### Exercise goal
Return, from the listing below, each line where the word "hair" appears.

### Given information
━━━━━━

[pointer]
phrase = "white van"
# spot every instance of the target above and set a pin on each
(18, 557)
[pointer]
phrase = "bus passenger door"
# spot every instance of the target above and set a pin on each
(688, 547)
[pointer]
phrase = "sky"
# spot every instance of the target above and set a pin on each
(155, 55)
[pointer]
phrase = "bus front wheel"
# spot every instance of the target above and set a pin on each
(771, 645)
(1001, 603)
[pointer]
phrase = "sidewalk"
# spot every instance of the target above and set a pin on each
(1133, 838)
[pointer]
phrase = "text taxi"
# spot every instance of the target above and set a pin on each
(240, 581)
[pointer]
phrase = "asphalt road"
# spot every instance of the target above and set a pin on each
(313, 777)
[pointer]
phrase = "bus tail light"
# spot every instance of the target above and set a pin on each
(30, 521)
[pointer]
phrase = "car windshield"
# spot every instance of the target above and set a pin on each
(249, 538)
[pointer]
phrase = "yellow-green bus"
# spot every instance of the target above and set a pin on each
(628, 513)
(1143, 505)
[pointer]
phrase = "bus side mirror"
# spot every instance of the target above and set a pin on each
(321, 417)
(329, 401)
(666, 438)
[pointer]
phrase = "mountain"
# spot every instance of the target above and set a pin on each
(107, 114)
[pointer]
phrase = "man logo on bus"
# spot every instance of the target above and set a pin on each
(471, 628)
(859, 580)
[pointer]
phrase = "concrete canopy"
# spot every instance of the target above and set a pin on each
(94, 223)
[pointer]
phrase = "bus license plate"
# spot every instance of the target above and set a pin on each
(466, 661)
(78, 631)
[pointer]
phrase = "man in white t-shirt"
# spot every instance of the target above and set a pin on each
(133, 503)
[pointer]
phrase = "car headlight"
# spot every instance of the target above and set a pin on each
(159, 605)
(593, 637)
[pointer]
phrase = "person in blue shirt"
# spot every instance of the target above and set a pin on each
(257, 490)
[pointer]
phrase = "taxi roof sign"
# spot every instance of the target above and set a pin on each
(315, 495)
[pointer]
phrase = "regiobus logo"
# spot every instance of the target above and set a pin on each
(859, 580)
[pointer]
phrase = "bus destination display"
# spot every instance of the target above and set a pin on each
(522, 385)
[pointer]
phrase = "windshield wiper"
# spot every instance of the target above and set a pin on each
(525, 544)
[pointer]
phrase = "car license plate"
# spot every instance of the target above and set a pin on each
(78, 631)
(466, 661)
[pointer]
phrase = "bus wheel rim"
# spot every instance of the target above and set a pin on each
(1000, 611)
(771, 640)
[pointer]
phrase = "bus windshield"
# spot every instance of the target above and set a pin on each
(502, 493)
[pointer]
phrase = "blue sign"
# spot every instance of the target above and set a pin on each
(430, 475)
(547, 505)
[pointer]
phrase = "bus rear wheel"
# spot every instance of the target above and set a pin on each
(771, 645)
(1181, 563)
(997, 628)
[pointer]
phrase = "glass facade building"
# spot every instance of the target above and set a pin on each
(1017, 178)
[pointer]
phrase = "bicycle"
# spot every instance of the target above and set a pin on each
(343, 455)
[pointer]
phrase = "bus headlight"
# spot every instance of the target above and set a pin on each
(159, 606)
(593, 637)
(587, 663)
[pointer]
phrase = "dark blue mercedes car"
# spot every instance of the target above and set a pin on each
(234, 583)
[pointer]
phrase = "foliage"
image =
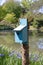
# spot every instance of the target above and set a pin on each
(6, 59)
(35, 23)
(2, 13)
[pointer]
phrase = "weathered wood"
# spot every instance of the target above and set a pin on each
(25, 54)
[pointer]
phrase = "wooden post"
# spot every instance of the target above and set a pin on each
(25, 54)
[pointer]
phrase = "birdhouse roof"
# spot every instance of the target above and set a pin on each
(20, 27)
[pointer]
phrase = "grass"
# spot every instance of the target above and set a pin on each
(7, 39)
(7, 59)
(8, 43)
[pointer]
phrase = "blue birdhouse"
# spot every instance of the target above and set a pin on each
(21, 35)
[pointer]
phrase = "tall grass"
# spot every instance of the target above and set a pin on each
(7, 59)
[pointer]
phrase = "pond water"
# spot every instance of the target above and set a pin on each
(7, 39)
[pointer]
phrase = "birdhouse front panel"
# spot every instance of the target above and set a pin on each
(18, 37)
(23, 21)
(21, 35)
(24, 35)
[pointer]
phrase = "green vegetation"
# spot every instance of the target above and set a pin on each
(7, 59)
(10, 12)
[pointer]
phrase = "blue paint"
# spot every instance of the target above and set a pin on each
(21, 35)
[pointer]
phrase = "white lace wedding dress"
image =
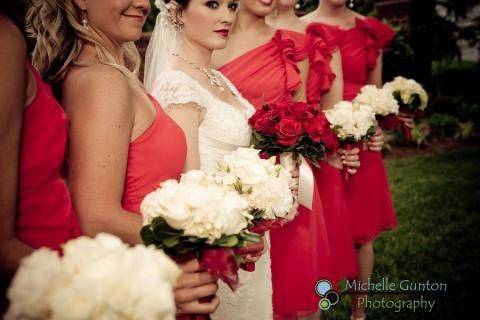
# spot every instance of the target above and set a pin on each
(223, 129)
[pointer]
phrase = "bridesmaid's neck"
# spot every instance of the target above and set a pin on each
(247, 22)
(331, 11)
(193, 52)
(284, 15)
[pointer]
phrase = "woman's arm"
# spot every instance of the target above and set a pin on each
(99, 102)
(335, 94)
(13, 87)
(344, 157)
(188, 117)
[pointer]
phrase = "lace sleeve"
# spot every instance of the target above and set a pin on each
(175, 88)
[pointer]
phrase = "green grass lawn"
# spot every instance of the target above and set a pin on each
(437, 198)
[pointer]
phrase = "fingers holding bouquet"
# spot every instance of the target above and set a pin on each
(195, 291)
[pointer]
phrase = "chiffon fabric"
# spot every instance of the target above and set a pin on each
(367, 193)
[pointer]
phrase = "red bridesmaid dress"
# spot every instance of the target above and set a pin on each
(299, 251)
(328, 178)
(158, 154)
(45, 213)
(368, 197)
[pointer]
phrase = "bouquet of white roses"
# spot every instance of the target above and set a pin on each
(352, 122)
(412, 99)
(198, 217)
(262, 183)
(380, 99)
(95, 279)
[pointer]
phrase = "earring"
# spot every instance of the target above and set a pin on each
(84, 19)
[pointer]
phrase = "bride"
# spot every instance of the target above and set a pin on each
(212, 114)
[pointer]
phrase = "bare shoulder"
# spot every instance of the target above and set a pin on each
(12, 42)
(357, 15)
(97, 87)
(311, 18)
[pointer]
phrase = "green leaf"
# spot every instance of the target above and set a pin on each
(171, 242)
(252, 237)
(229, 242)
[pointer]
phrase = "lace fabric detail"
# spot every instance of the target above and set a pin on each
(224, 129)
(253, 299)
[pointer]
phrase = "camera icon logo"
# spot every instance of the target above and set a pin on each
(329, 296)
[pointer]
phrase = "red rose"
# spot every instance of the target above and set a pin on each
(316, 127)
(301, 110)
(263, 121)
(288, 131)
(281, 108)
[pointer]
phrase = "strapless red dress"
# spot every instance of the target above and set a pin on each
(368, 197)
(158, 154)
(45, 214)
(300, 251)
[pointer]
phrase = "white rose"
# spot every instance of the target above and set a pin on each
(36, 278)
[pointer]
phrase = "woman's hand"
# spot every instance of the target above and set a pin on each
(376, 141)
(193, 285)
(407, 119)
(350, 159)
(252, 252)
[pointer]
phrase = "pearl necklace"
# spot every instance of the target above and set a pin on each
(210, 74)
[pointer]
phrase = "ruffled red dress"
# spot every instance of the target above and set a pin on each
(299, 251)
(328, 178)
(158, 154)
(367, 193)
(45, 215)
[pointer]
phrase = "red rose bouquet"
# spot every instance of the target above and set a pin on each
(294, 127)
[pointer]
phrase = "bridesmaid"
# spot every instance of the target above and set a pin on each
(361, 42)
(324, 87)
(262, 63)
(121, 142)
(36, 209)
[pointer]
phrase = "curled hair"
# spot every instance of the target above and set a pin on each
(55, 26)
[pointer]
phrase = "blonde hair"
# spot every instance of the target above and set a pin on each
(59, 35)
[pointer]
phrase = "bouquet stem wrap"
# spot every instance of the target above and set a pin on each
(305, 183)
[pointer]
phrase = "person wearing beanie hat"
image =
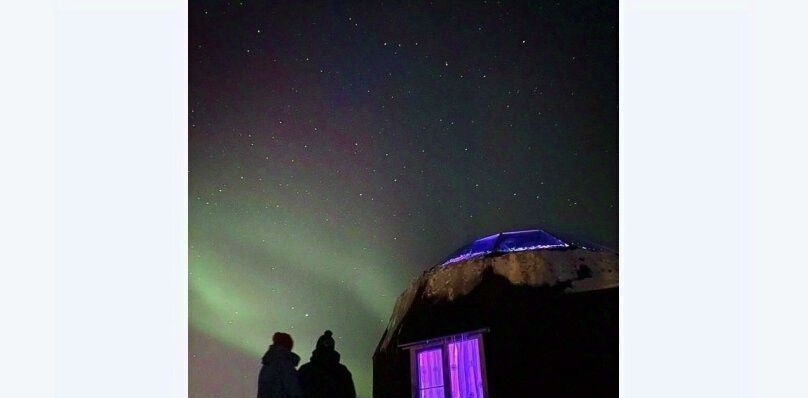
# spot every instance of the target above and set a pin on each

━━━━━━

### Response
phrase = "curled hair"
phrase = "blonde hair"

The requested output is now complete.